**Brief**
Give back the lines below verbatim, leaving out the pictures.

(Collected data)

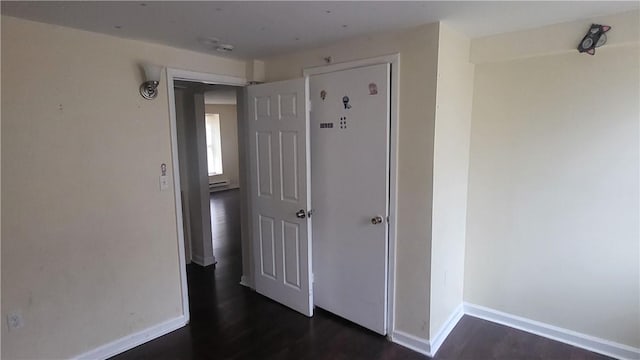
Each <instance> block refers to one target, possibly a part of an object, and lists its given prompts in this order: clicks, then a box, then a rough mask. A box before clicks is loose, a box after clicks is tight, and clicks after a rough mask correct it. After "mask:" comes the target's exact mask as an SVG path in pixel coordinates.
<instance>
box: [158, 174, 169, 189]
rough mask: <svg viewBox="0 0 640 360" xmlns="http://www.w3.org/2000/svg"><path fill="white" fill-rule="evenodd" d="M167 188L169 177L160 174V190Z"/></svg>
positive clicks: (168, 186) (167, 185)
mask: <svg viewBox="0 0 640 360" xmlns="http://www.w3.org/2000/svg"><path fill="white" fill-rule="evenodd" d="M168 188H169V177H168V176H167V175H160V190H161V191H162V190H167V189H168Z"/></svg>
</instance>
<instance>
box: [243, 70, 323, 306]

**Solution to this task**
Each <instance> block refers to one target, possibly a part of an object, and lists its given prompts in this order: clicks, then a box, then a rough mask. A box before clicks is loose, a box after clicks is tight, and clicks after a rough mask correct it. After "mask:" comes the target's exact mask as an SVG path in pixel coordinates.
<instance>
box: [158, 174, 169, 189]
rough mask: <svg viewBox="0 0 640 360" xmlns="http://www.w3.org/2000/svg"><path fill="white" fill-rule="evenodd" d="M167 188L169 177L160 174V190Z"/></svg>
positive clicks: (168, 186) (167, 185)
mask: <svg viewBox="0 0 640 360" xmlns="http://www.w3.org/2000/svg"><path fill="white" fill-rule="evenodd" d="M168 188H169V177H168V176H167V175H160V190H161V191H162V190H167V189H168Z"/></svg>
</instance>
<instance>
box: [243, 70, 323, 306]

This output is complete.